start

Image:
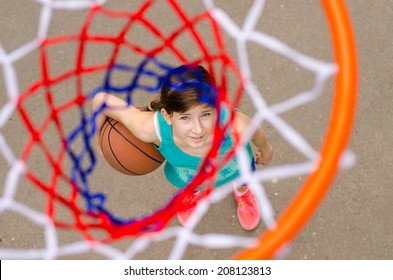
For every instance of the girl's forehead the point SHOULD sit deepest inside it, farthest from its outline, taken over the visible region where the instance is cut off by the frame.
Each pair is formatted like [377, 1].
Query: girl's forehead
[198, 108]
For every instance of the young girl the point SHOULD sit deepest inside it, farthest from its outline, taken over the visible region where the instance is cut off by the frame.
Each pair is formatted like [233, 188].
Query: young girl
[180, 123]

end

* _Written request_
All entries must be written out again exactly as given, with no pictures in the copy.

* _Complete answer_
Image:
For every instance of the girl's forehead the point SHOULD sit deepest inside it, farthest from its outline, taken over the visible region where the instance is cut off by the frame.
Each pair is formatted like [377, 1].
Query: girl's forehead
[198, 108]
For every instance of the young girl the point SHOULD sit deepest inside it, farthest from its outline, taken over the visible region where the instance is cut off by the frame.
Each pair is formatted like [233, 188].
Query: young girl
[180, 123]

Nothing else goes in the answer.